====== Task material

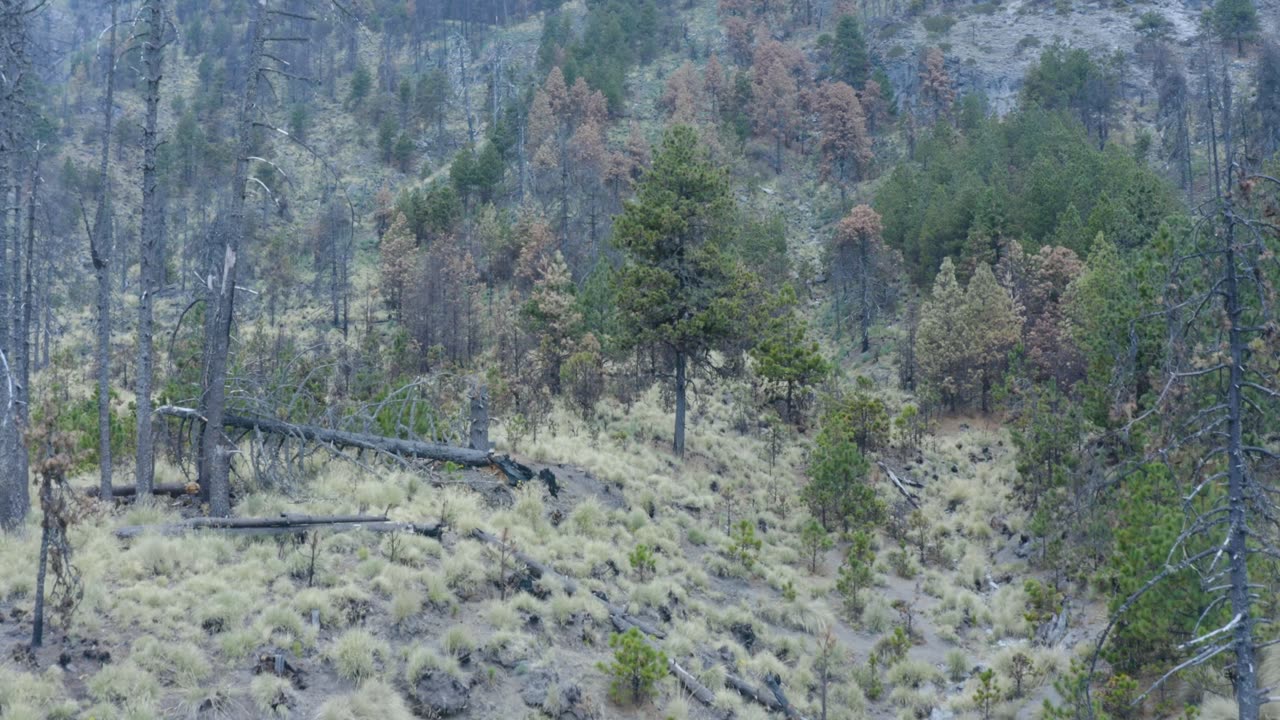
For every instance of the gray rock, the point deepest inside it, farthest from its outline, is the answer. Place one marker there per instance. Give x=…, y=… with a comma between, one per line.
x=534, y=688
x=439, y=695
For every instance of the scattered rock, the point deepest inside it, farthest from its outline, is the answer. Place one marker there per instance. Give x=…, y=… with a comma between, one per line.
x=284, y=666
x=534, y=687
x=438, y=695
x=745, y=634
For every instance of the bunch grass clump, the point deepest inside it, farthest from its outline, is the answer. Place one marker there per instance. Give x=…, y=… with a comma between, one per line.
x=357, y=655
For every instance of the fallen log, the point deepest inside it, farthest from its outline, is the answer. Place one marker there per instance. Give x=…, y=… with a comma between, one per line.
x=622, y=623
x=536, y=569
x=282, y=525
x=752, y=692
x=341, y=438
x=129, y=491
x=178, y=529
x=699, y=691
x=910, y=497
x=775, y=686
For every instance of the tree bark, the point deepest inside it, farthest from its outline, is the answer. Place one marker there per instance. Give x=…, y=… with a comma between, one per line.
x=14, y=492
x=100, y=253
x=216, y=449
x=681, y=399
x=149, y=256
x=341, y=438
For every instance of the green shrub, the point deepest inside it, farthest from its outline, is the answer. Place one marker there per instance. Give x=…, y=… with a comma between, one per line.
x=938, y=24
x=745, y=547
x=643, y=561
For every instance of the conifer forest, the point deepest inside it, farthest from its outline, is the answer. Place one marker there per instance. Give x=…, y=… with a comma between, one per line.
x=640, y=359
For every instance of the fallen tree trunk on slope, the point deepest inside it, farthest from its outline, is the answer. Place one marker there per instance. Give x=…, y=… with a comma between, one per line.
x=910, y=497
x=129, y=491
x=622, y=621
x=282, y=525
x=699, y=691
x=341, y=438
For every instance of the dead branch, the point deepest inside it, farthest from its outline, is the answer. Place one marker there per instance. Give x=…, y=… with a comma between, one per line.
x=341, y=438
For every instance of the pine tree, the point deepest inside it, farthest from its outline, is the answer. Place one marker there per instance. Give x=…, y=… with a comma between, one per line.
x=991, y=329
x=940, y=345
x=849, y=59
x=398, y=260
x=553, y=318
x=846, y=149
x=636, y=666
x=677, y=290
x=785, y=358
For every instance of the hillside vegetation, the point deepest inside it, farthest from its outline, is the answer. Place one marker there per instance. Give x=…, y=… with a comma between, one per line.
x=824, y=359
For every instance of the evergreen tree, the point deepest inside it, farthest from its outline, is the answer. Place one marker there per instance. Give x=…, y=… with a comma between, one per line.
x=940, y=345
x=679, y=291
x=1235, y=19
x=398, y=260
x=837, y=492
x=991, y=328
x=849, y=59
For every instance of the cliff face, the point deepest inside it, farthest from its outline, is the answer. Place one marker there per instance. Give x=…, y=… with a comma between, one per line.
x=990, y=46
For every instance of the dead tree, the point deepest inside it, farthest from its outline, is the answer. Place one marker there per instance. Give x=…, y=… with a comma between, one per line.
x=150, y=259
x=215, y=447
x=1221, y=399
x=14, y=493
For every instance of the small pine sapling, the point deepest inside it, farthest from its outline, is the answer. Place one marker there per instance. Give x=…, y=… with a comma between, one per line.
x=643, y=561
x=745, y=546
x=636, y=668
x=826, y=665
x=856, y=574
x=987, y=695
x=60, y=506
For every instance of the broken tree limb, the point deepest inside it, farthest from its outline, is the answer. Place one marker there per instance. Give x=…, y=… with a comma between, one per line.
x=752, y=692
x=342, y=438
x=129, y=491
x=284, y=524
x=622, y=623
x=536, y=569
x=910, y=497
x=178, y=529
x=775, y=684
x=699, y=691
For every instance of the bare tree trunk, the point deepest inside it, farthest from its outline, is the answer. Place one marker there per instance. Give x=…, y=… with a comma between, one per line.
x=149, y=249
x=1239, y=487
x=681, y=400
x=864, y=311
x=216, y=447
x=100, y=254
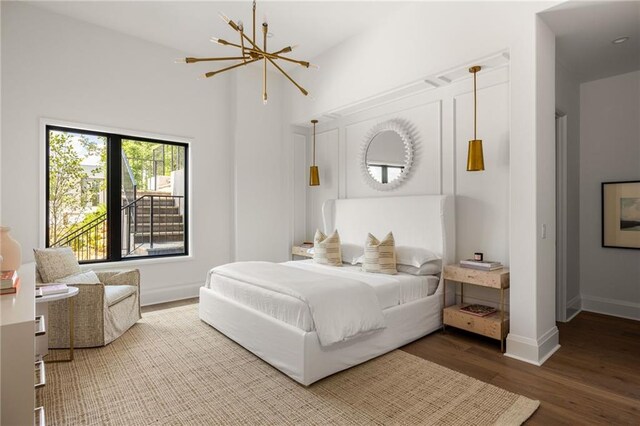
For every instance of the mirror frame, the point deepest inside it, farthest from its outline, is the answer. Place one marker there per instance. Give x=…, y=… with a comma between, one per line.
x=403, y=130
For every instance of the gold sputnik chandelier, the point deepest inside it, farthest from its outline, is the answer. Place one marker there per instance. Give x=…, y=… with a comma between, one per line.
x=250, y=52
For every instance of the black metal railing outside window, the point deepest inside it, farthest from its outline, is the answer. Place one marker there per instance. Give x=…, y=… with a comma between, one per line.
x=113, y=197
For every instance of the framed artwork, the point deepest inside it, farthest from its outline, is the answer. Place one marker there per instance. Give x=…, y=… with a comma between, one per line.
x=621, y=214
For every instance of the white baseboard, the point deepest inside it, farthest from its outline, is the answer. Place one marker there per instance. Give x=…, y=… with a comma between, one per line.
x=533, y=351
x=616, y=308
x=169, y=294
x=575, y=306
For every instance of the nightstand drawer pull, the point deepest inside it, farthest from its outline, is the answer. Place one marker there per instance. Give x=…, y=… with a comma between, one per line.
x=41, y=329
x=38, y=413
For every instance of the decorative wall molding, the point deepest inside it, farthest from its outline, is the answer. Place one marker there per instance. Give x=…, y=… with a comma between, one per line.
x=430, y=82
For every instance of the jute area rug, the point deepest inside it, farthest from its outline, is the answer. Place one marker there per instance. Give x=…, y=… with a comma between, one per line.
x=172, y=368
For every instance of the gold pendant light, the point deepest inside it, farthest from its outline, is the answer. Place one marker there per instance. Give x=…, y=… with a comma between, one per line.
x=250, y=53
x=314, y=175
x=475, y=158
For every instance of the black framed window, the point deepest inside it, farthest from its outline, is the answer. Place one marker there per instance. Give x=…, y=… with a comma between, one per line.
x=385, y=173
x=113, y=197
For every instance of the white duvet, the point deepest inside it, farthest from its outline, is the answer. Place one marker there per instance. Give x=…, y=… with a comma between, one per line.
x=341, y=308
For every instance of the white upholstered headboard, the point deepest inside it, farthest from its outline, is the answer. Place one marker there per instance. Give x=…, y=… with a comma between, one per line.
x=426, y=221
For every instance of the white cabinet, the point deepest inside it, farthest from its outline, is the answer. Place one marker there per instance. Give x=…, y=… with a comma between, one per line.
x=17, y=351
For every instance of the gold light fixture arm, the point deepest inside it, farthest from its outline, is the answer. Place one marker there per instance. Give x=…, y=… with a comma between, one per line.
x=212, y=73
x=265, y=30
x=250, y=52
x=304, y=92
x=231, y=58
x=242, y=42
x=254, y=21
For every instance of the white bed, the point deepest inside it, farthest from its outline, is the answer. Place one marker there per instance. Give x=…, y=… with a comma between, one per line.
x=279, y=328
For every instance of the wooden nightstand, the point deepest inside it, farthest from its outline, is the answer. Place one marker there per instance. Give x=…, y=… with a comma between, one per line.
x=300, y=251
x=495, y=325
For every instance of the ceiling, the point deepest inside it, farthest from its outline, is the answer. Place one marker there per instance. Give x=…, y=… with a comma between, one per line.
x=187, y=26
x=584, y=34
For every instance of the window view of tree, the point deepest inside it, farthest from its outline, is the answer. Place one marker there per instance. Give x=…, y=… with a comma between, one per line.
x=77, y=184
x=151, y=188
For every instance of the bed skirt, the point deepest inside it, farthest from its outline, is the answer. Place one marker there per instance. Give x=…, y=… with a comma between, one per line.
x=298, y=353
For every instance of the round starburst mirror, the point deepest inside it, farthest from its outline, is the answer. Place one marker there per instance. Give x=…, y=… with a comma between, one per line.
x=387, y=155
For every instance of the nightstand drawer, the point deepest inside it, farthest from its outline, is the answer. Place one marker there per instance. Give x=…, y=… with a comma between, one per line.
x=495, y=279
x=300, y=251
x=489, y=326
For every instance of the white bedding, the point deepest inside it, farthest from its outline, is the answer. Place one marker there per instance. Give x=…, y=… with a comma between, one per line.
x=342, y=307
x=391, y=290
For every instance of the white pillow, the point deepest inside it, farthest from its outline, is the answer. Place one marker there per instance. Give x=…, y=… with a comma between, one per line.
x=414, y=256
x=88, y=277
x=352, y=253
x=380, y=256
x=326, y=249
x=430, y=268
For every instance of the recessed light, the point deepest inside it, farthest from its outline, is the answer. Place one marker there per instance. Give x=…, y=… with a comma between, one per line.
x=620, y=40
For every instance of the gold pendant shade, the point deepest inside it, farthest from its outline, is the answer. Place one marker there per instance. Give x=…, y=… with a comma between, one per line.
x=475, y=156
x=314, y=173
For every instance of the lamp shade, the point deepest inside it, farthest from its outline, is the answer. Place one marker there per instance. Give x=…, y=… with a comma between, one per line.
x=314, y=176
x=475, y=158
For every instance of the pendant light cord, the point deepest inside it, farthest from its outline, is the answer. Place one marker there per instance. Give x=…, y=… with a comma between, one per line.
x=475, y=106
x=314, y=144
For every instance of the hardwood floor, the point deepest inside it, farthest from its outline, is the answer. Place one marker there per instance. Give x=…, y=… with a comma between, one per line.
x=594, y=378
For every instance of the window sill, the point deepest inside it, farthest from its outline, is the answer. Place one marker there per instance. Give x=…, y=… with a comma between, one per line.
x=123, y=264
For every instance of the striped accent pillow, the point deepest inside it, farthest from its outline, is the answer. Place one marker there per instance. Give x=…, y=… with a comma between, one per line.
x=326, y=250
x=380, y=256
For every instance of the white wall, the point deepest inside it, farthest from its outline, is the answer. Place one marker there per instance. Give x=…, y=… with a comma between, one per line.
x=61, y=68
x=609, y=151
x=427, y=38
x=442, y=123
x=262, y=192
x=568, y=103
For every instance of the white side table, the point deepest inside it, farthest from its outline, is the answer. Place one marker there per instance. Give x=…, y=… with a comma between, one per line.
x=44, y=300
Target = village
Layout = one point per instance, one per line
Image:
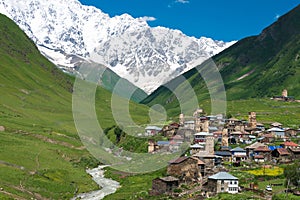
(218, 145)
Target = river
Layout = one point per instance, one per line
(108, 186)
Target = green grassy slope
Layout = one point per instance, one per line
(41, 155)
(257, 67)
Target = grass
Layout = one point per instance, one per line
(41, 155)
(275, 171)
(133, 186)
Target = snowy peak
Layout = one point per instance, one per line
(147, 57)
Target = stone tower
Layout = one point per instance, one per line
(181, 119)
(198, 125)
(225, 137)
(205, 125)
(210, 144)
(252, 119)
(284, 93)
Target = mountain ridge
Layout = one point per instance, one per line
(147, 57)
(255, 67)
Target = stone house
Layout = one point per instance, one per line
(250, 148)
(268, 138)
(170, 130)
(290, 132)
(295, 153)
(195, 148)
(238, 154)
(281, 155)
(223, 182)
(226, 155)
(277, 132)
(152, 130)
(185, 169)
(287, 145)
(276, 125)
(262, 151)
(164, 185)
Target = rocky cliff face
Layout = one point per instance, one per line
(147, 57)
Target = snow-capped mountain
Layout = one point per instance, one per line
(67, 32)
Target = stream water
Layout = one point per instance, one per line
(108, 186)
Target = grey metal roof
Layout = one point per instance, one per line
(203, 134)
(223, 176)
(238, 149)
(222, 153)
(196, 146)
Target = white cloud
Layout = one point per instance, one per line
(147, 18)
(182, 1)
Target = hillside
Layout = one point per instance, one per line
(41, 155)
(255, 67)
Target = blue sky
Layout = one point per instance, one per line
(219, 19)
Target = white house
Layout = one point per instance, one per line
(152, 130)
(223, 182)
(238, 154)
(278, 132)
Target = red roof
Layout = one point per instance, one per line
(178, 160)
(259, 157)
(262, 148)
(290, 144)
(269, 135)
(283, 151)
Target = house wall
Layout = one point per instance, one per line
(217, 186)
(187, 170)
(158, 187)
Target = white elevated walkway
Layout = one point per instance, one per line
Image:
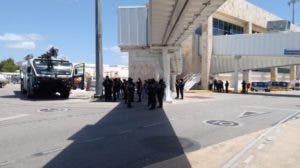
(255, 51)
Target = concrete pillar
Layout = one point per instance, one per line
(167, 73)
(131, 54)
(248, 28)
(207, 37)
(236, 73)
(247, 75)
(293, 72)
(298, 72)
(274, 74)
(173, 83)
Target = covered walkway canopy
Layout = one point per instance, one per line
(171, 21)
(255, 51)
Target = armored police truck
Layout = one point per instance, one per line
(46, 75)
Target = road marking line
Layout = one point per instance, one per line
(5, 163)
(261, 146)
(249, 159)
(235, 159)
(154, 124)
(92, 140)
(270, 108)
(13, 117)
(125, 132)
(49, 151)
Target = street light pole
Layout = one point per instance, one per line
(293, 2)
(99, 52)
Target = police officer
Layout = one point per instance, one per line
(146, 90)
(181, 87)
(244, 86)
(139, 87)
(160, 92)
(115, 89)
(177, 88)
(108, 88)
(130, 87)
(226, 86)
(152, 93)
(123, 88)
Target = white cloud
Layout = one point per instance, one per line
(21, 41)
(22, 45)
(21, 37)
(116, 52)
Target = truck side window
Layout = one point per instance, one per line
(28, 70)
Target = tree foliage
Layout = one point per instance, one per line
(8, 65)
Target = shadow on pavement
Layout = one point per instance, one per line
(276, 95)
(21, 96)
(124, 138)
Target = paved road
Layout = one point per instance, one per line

============

Task item
Look through the entries above; copy every line holding the string "road".

Your solution
Target = road marking line
Target = paved road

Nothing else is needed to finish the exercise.